**Picture region annotation data:**
----------

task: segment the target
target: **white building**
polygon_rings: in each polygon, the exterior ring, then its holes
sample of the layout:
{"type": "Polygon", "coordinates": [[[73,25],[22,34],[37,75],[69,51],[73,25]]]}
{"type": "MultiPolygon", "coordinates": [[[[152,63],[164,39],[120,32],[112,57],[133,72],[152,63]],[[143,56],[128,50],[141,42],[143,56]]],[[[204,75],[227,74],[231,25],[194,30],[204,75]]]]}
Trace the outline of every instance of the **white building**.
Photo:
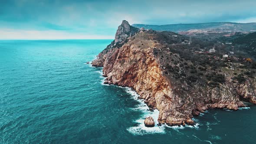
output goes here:
{"type": "Polygon", "coordinates": [[[215,50],[215,49],[214,49],[214,48],[213,48],[213,49],[210,49],[209,50],[209,52],[214,53],[214,52],[215,52],[216,51],[216,50],[215,50]]]}

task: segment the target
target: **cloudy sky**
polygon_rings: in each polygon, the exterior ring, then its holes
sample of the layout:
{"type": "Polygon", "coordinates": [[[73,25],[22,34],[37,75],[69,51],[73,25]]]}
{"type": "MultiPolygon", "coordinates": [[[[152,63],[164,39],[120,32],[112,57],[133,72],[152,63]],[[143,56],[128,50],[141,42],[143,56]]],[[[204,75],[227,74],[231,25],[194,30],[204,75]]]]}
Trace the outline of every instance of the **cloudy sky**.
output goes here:
{"type": "Polygon", "coordinates": [[[113,39],[131,24],[256,22],[255,0],[0,0],[0,39],[113,39]]]}

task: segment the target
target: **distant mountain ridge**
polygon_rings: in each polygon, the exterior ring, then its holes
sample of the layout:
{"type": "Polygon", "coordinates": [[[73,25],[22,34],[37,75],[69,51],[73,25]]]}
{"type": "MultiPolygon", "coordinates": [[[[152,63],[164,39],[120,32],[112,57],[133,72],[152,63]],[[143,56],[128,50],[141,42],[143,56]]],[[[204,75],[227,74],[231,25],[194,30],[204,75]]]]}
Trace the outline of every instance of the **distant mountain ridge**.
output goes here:
{"type": "Polygon", "coordinates": [[[256,31],[256,23],[236,23],[232,22],[216,22],[188,24],[172,24],[164,25],[151,25],[134,24],[132,26],[146,29],[152,29],[157,31],[170,31],[174,32],[187,31],[191,29],[204,31],[253,32],[256,31]]]}

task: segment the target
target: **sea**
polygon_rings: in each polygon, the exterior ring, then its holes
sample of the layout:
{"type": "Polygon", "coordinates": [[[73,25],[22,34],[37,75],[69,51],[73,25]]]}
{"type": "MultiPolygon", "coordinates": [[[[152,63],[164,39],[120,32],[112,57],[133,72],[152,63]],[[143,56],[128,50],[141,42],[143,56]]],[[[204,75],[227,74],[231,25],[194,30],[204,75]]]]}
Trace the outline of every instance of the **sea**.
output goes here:
{"type": "Polygon", "coordinates": [[[157,121],[131,88],[86,64],[112,39],[0,41],[0,144],[255,144],[256,107],[210,109],[194,126],[157,121]]]}

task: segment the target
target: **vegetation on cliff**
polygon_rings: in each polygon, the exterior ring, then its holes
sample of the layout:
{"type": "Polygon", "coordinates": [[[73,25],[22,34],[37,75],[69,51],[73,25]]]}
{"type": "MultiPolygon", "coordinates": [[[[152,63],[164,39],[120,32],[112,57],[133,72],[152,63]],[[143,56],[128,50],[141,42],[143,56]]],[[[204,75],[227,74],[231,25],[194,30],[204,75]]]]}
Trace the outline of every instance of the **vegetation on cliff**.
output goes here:
{"type": "Polygon", "coordinates": [[[92,65],[105,83],[133,88],[158,109],[159,124],[193,125],[208,108],[245,106],[240,98],[256,104],[254,57],[216,39],[131,26],[123,22],[92,65]]]}

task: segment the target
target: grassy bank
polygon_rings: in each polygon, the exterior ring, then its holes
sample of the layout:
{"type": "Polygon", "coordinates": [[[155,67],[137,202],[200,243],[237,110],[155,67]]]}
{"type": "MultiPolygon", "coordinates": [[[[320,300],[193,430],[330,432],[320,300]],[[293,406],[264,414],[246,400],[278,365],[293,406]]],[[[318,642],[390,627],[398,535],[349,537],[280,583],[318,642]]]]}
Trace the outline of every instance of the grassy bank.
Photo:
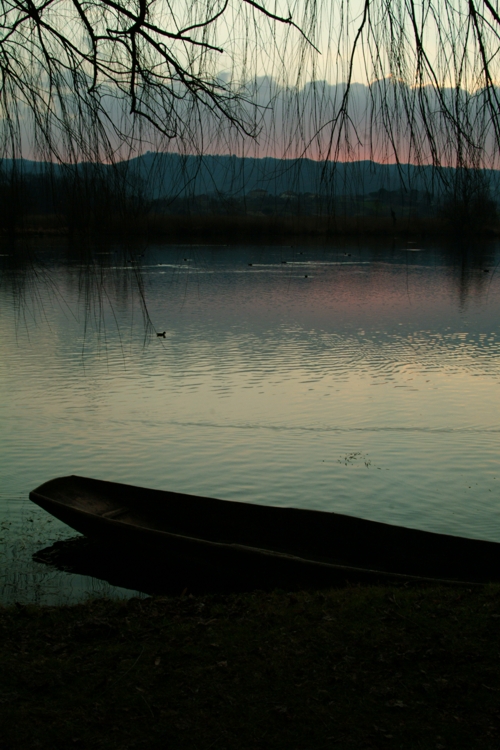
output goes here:
{"type": "Polygon", "coordinates": [[[0,747],[498,748],[500,587],[0,610],[0,747]]]}
{"type": "MultiPolygon", "coordinates": [[[[17,226],[22,236],[68,236],[90,232],[112,237],[136,237],[167,242],[325,242],[335,237],[447,237],[454,225],[438,218],[406,218],[396,224],[390,216],[266,216],[235,215],[166,215],[148,214],[142,217],[99,216],[82,217],[81,224],[71,226],[64,217],[44,214],[28,216],[17,226]]],[[[470,227],[478,236],[500,236],[500,226],[494,221],[488,226],[470,227]]],[[[460,234],[467,227],[460,226],[460,234]]],[[[5,234],[5,232],[4,232],[5,234]]]]}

----------

**Problem details:** State how many lines of the material contain the string "cloudy", treating uppercase and lowercase as different, and give only the number.

**Response to this task:** 2